**DOCUMENT EXTRACT**.
LCpl James Hylands (39), from Shaw, Oldham is a TA soldier who is currently serving with 8 Troop, 73 Armoured Engineer Squadron (AES) on Operation HERRICK 17. He deployed along with the rest of 21 Engineer Regiment (21 Engr Regt) as part of Task Force Helmand Engineer Group, at the beginning of September 2012. Whilst on tour the squadron is know as Engineer Close Support Squadron 1, which covers the northern areas of operation of Task Force Helmand (TFH).
Change of scenery
The troop requirements at Patrol Base (PB) Clifton have taken a different turn of direction within the last week. Task requirements from further afield in Helmand have been made, and the original group of 28 men has now been reduced to ten to continue with PB jobs. For some members this will be a look at life in other Check Points (CPs)/PBs, and a change of scenery, which will break the monotony up of a six-month tour nicely, for others it will be the challenge of a new task albeit in a new location. Certainly up to Christmas it looks like troop movement to other areas will be happening, some members have been ear-marked for larger projects taking them into 2013 before we will see them again, they have already packed and gone.
PB life is a mixed bag of events to be honest; you have to experience it to appreciate the effects it can have. The full spectrum of emotions which humans display are touched in one way or another, from the highs of completing a task or being a dangerous environment to the lows of missing friends and family at home, all are experienced from one day to another here. The sight of poverty in the surrounding areas is evident and it often reminds you how lucky we are back home, essential basics and sanitation to locals are in denial but life just continues as normal.
Life and luxuries
As a quick insight into PB life, the run of the mill pace of life we have (excluding large tasks and projects) the days normally starts around 6.30am. Your own physical training is the norm most mornings, which lasts around 45 minutes followed by a shave and shower. The shower facilities consist of a tent with shower heads dotted around inside it. Water is pumped from a bore hole well (deep in the ground) through a series of filter units (Stella meta units) into two 5000 litre water holding tanks (pillow tanks), from here it is feed into a kerosene heater which provides heat to the water. Outside the shower areas, directly to one side is the wash sinks. These are like large trough tubs with a number of taps attached providing warm water, it’s clean enough to drink but people choose not to.

**PROBLEM TO SOLVE**. From the account of patrol base life in Helmand, transcribe the passage that begins at "LCpl James Hylands" and ends after "Force Helmand (TFH).".

[Dataset excerpt]
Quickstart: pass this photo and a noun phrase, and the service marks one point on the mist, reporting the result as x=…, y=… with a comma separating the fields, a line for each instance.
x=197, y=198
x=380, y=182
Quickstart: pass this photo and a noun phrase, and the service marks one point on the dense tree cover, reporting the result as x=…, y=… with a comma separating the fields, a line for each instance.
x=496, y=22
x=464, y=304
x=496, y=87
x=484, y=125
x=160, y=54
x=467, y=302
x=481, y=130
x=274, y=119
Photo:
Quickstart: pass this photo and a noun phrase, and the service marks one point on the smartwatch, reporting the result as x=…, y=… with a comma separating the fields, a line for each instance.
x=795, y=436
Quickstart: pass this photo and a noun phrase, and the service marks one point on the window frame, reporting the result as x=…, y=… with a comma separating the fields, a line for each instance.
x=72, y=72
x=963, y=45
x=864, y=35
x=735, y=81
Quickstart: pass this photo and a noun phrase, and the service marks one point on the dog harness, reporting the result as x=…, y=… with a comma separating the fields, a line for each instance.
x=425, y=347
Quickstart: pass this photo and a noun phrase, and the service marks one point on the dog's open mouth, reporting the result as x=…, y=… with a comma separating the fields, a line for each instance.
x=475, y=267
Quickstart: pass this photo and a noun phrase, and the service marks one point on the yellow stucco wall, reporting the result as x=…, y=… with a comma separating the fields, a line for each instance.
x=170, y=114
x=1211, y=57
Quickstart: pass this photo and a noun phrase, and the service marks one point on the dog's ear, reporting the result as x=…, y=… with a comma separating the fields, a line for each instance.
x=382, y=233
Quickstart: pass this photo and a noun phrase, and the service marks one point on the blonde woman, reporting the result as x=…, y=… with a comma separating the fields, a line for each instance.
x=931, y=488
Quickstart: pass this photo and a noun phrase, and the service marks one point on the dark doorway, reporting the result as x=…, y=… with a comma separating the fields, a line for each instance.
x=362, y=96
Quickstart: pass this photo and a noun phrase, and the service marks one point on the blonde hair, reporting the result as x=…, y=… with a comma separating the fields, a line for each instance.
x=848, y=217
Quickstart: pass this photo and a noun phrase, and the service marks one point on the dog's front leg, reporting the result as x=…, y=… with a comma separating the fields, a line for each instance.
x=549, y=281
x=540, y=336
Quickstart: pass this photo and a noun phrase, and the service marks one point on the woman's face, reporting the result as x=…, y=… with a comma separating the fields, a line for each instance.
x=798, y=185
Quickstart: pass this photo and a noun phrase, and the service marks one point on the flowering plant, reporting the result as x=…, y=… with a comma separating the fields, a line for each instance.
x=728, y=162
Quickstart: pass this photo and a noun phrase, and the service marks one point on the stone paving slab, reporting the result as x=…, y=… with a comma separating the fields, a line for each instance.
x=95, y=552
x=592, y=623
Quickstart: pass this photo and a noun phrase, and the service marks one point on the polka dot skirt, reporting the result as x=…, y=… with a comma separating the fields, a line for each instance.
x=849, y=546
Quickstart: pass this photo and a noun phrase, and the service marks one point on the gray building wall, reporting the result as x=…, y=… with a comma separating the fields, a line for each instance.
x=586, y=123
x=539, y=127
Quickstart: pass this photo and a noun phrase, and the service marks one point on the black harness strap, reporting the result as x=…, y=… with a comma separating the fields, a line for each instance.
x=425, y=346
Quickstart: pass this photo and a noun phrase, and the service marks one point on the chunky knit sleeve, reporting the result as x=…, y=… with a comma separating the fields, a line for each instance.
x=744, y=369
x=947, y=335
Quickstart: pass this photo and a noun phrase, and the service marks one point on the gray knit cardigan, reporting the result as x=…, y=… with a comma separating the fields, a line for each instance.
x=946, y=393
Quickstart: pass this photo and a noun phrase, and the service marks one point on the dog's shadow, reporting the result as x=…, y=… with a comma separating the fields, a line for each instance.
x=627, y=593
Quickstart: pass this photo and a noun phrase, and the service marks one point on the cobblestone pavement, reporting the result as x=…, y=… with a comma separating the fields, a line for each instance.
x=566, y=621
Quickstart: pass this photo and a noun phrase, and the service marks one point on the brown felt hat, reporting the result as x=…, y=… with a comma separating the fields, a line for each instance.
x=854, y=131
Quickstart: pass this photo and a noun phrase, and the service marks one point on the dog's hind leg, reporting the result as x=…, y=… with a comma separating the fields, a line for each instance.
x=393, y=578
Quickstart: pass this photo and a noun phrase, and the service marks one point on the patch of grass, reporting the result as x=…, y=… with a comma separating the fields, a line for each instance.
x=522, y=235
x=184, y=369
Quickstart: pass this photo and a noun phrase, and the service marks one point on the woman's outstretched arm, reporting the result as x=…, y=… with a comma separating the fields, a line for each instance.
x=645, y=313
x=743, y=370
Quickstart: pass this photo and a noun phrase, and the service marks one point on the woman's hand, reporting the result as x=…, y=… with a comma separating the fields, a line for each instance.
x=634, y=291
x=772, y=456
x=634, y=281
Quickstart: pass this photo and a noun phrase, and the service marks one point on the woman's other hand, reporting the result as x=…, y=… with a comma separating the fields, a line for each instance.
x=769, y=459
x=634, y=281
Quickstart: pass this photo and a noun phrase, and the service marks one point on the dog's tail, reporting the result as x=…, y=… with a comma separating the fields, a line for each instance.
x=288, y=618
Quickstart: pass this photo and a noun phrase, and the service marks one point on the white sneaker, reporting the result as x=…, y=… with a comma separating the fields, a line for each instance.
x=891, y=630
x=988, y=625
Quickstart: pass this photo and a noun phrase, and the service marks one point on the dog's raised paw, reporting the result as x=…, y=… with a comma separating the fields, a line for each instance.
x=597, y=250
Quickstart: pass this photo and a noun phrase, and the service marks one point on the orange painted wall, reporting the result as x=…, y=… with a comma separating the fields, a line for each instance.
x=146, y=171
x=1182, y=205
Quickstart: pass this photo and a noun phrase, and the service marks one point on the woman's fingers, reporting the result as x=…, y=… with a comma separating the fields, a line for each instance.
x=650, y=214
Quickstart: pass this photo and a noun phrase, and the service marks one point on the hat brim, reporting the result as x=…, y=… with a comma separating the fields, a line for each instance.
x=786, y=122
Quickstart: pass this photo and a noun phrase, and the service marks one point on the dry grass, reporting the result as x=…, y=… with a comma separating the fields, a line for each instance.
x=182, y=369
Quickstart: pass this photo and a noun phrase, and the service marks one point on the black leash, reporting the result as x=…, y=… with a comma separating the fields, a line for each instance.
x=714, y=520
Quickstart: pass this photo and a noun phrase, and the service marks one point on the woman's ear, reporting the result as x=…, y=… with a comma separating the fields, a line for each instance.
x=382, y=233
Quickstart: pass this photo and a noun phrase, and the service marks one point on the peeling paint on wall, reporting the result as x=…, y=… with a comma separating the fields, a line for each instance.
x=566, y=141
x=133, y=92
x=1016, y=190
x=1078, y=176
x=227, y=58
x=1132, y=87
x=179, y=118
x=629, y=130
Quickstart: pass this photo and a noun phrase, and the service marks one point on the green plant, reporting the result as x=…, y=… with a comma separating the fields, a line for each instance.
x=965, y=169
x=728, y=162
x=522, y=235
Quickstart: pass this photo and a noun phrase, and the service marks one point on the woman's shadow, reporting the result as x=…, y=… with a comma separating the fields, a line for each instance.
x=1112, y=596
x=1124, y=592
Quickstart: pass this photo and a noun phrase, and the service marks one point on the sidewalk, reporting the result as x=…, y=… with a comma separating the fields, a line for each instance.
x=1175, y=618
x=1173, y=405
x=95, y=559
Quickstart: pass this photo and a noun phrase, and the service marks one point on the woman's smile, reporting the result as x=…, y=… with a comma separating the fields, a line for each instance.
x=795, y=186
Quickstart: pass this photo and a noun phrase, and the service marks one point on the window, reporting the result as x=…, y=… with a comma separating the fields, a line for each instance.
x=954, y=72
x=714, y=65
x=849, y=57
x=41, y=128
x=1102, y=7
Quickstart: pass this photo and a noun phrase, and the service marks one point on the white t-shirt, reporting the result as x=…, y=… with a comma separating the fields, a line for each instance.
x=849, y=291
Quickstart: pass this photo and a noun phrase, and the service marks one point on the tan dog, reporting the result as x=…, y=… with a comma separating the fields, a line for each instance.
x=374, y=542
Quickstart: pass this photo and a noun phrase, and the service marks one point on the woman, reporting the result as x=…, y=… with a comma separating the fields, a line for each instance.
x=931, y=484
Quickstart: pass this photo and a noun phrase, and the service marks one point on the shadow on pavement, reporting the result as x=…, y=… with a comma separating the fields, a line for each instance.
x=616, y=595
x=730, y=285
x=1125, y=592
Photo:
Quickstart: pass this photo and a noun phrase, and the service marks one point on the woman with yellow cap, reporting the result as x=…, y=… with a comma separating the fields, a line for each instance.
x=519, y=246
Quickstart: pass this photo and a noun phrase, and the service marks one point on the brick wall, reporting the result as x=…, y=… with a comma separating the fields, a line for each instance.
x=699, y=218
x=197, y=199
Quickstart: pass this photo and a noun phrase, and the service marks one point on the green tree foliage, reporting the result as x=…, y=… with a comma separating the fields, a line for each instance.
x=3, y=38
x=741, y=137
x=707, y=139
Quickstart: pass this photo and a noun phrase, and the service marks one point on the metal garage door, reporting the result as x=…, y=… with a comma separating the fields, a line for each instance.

**OUTPUT BELOW**.
LCpl James Hylands (39), from Shaw, Oldham is a TA soldier who is currently serving with 8 Troop, 73 Armoured Engineer Squadron (AES) on Operation HERRICK 17. He deployed along with the rest of 21 Engineer Regiment (21 Engr Regt) as part of Task Force Helmand Engineer Group, at the beginning of September 2012. Whilst on tour the squadron is know as Engineer Close Support Squadron 1, which covers the northern areas of operation of Task Force Helmand (TFH).